* _What this exercise asks_:
**1.** Reproduce the passage of the O.C. reboot article below verbatim, from "Mischa Barton isn't" up to and including "and Adam Brody.".
**2.** According to the O.C. reboot article below, in which years did Mischa Barton play Marissa Cooper?

Top of Source document

Mischa Barton isn't ruling out an O.C. reboot! ET's Katie Krause spoke to the 34-year-old actress, who revealed a number of ways she thinks the teen soap could return. Barton played Marissa Cooper from 2003 to 2006 in the series, before it came to an end the next year. The beloved teen series also starred Ben McKenzie, Rachel Bilson and Adam Brody.
"I think there are ways it could happen for sure. I mean in this industry there's a way to do everything. If you really wanna get The O.C. back, of course we could, of course there's a way," the Spree actress said. "Characters can slightly change or diverge or come back as a cousin. Like, who cares?"
"There's so many million different ways to rewrite something and retell the same story in a slightly different way," Barton continued. "I definitely don't think that that story is dead either because... there's definitely room for an O.C.-esque drama."
Barton's comments are likely to be a welcome perspective for fans who have long assumed that any reunion involving the actress would be impossible, given her character's death at the end of the third season. While Barton said she hopes "the fans were satisfied" with Marissa's conclusion, she also thinks it was time for her to say goodbye.

Bottom of Source document
Top of Data section

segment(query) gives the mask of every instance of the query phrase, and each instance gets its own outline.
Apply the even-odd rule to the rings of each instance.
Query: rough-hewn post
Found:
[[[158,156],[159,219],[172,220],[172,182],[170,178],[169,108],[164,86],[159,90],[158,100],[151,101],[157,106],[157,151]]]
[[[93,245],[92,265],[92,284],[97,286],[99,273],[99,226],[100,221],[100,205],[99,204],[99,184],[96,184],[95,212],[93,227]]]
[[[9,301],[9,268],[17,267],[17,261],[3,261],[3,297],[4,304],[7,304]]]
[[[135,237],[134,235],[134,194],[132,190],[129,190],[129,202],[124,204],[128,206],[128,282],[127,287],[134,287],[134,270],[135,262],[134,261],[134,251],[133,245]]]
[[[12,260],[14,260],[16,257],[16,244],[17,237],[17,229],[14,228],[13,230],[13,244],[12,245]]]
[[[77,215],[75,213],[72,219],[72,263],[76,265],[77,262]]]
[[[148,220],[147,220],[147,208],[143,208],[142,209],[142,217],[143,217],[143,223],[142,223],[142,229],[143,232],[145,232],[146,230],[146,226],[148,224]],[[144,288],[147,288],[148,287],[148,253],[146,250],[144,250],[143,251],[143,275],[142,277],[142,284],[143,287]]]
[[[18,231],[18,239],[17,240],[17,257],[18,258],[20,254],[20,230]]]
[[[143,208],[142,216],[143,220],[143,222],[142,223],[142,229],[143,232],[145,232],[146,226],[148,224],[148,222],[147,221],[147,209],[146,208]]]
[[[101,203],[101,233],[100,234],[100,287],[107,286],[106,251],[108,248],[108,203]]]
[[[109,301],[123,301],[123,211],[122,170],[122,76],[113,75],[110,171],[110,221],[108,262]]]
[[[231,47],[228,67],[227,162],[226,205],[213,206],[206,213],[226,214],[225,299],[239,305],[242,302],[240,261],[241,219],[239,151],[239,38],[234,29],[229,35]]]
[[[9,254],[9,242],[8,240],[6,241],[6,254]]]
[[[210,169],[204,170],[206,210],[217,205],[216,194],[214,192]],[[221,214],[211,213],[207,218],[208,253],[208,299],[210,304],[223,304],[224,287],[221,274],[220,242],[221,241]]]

Bottom of Data section

* _Numbered answers_:
**1.**
Mischa Barton isn't ruling out an O.C. reboot! ET's Katie Krause spoke to the 34-year-old actress, who revealed a number of ways she thinks the teen soap could return. Barton played Marissa Cooper from 2003 to 2006 in the series, before it came to an end the next year. The beloved teen series also starred Ben McKenzie, Rachel Bilson and Adam Brody.

**2.** From 2003 to 2006.